[REQUIRED WORK] Copy all of the records below, swapping every "rough mask" for "coarse mask" and leaving everything else as it is.

(Dataset entries)
[Start of section]
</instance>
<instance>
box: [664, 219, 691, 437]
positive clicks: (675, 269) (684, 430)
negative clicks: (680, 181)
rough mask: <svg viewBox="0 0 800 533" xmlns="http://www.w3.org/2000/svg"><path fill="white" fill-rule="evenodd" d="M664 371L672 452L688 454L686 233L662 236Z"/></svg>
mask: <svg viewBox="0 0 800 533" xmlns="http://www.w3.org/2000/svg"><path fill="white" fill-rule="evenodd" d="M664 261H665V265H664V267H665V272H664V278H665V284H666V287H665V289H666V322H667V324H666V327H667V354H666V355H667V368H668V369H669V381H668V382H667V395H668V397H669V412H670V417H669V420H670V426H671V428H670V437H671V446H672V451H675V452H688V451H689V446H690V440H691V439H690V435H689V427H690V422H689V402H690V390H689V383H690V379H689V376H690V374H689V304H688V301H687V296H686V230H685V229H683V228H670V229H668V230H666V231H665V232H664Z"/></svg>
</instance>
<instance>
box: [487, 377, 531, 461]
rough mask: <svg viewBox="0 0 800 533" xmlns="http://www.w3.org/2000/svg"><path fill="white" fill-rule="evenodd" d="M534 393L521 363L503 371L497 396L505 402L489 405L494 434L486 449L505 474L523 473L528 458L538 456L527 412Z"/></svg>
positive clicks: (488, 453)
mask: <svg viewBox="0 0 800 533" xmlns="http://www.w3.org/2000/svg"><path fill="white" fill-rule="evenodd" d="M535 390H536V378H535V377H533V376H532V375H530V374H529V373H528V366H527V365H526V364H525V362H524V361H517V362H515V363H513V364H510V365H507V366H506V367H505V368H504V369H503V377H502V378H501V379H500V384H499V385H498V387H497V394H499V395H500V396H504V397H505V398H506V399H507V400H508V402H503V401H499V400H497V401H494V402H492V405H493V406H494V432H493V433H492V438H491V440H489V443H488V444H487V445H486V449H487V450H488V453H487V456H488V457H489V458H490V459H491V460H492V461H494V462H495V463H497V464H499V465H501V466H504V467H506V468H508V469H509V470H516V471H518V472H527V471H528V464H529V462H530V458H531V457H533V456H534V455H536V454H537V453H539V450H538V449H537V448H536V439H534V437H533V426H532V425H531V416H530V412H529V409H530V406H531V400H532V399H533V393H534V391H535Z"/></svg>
[End of section]
[ANSWER FOR THE TASK]
</instance>
<instance>
box: [664, 219, 691, 437]
positive clicks: (675, 269) (684, 430)
negative clicks: (680, 181)
coarse mask: <svg viewBox="0 0 800 533" xmlns="http://www.w3.org/2000/svg"><path fill="white" fill-rule="evenodd" d="M664 371L672 452L688 454L686 233L662 236Z"/></svg>
mask: <svg viewBox="0 0 800 533" xmlns="http://www.w3.org/2000/svg"><path fill="white" fill-rule="evenodd" d="M664 261H665V265H664V267H665V272H664V278H665V284H666V287H665V289H666V322H667V324H666V327H667V354H666V355H667V368H668V369H669V381H668V382H667V395H668V397H669V412H670V417H669V420H670V426H671V428H670V437H671V446H672V451H675V452H688V451H689V446H690V440H691V439H690V435H689V427H690V422H689V402H690V390H689V383H690V379H689V376H690V374H689V304H688V301H687V296H686V230H685V229H683V228H670V229H668V230H666V231H665V232H664Z"/></svg>
</instance>
<instance>
box: [487, 377, 531, 461]
coarse mask: <svg viewBox="0 0 800 533" xmlns="http://www.w3.org/2000/svg"><path fill="white" fill-rule="evenodd" d="M534 393L521 363L503 371L497 396L505 402L489 405L494 434L486 449L505 474L523 473L528 458L538 456L527 412Z"/></svg>
positive clicks: (488, 453)
mask: <svg viewBox="0 0 800 533" xmlns="http://www.w3.org/2000/svg"><path fill="white" fill-rule="evenodd" d="M535 390H536V378H535V377H533V376H532V375H530V374H529V373H528V366H527V365H526V364H525V362H524V361H517V362H515V363H513V364H510V365H507V366H506V367H505V368H504V369H503V377H502V378H501V379H500V384H499V385H498V387H497V394H499V395H500V396H504V397H505V398H506V399H507V400H508V402H503V401H499V400H497V401H494V402H492V405H493V406H494V432H493V433H492V438H491V440H489V443H488V444H487V445H486V449H487V450H488V453H487V456H488V457H489V458H490V459H491V460H492V461H494V462H495V463H497V464H499V465H501V466H504V467H506V468H508V469H509V470H516V471H518V472H527V471H528V464H529V462H530V458H531V457H533V456H534V455H536V454H537V453H539V450H538V449H537V448H536V439H534V437H533V426H532V425H531V416H530V412H529V409H530V406H531V400H532V399H533V393H534V391H535Z"/></svg>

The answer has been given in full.